[Given records Boundary: Start]

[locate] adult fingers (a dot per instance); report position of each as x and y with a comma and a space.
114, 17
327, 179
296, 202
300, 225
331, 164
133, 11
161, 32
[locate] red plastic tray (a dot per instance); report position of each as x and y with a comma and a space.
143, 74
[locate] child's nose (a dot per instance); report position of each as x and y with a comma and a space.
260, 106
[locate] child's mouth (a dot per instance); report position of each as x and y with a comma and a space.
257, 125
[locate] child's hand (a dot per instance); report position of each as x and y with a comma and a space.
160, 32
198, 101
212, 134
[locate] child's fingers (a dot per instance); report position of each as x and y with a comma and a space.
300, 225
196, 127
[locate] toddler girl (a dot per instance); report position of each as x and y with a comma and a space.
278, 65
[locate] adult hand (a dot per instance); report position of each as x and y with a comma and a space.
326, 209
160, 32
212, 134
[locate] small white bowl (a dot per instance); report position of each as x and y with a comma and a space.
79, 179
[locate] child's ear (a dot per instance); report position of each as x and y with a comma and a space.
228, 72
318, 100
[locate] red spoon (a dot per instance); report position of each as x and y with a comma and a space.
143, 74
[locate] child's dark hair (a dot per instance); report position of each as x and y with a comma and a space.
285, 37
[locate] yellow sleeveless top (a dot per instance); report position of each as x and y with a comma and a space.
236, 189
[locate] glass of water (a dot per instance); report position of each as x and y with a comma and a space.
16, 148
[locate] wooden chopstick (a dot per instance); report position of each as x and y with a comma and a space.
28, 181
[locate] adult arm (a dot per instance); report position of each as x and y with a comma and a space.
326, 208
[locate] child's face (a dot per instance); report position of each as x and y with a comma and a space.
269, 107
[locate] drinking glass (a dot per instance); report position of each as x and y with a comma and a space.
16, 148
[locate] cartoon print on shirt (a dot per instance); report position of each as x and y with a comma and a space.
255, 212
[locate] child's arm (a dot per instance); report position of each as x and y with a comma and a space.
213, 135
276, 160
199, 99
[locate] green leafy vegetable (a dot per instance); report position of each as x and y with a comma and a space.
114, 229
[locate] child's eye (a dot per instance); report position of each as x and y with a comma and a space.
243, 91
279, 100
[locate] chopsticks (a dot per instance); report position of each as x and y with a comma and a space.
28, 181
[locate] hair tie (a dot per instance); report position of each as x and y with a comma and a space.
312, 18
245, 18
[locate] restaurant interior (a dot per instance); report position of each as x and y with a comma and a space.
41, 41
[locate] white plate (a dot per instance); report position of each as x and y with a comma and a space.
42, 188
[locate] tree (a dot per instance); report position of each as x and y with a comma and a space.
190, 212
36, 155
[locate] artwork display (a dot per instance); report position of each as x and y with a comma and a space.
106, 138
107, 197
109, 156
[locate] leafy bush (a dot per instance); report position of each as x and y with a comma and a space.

[Given records Boundary: End]

→ **Assigned task**
Please copy the material above without changing a single word.

→ **Exercise result**
[locate] adult fingers (a dot per instance); report position of each as x and y with a comma and a space.
114, 17
327, 179
296, 202
300, 225
331, 164
133, 11
161, 32
[locate] red plastic tray (a dot per instance); report position of each as x and y with a comma and a space.
143, 74
[locate] child's nose (a dot per instance); report position of each as x and y with a comma and a space.
260, 106
[locate] child's mouth (a dot per instance); report position of each as x and y with a comma and a space.
257, 125
[locate] child's hand (a dot per instance); report position of each as x and y with a comma and a space.
160, 32
198, 101
212, 134
[locate] child's fingers (a dot per instance); report position of each as x and y with a comma and a space.
300, 225
196, 127
[locate] toddler girl (a dot per instance); report position of each as x and y with a comma and a space.
278, 65
[locate] adult hand (a dot per instance); report position of each as x and y with a comma and a space.
326, 209
160, 32
212, 134
[locate] small white bowl (a dot per instance); report position of each as x and y with a comma and a space.
79, 179
[locate] child's ear (a dot per instance); report position of each as x and y with a comma and a space.
228, 72
318, 100
[locate] red spoon (a dot per instance); report position of each as x and y with a comma and a space.
143, 74
[locate] child's dark hair (a dot per instance); report position of each as x and y with a comma and a space.
285, 37
[locate] yellow sleeveless top (a dot per instance); report position of each as x and y with a comma and a space.
236, 189
[locate] glass of water (a dot per instance); report position of each as x and y with a comma and a space.
16, 148
[locate] wooden chopstick (a dot per instance); report position of each as x and y with a comma and a space.
28, 181
[locate] adult arm (a dot per instance); report position of each as x and y with a comma and a space.
326, 208
[locate] child's face (a dot per instance); report position of each as x and y with a comma and a space.
269, 107
[locate] drinking glass (a dot per instance); report position of each as x and y with a comma and a space.
16, 148
[locate] cartoon print on shirt (a dot per instance); report position of each as x and y with a comma and a space.
255, 212
[locate] child's arm (a dot per instance); report position of each as x and y with a comma and a space.
213, 135
276, 160
199, 99
[locate] green leafy vegetable (a dot per instance); report position of each as x and y with a comma and a space.
114, 229
[locate] child's eye (a dot per instance); report position of each as x and y with a comma and a space.
243, 91
279, 100
[locate] chopsticks (a dot per instance); report position of each as x and y with a comma and a space.
28, 181
[locate] hair tie (a dot per instance); report position of each as x and y with a comma and a space.
312, 18
245, 18
[locate] restaurant interior (a dot per instance); report position of each as x and y with a comma and a space.
41, 41
[locate] white plate (a dot per instance); report position of each as x and y with a comma and a space.
42, 188
[locate] tree (a dot per instance); report position of each as x and y with a comma and a space.
190, 212
36, 155
[locate] artwork display (a dot per instance); report position of each as x and y with a comma and a space.
106, 138
107, 197
109, 156
[locate] leafy bush (a dot per instance); report position of each as x and y with a comma and a space.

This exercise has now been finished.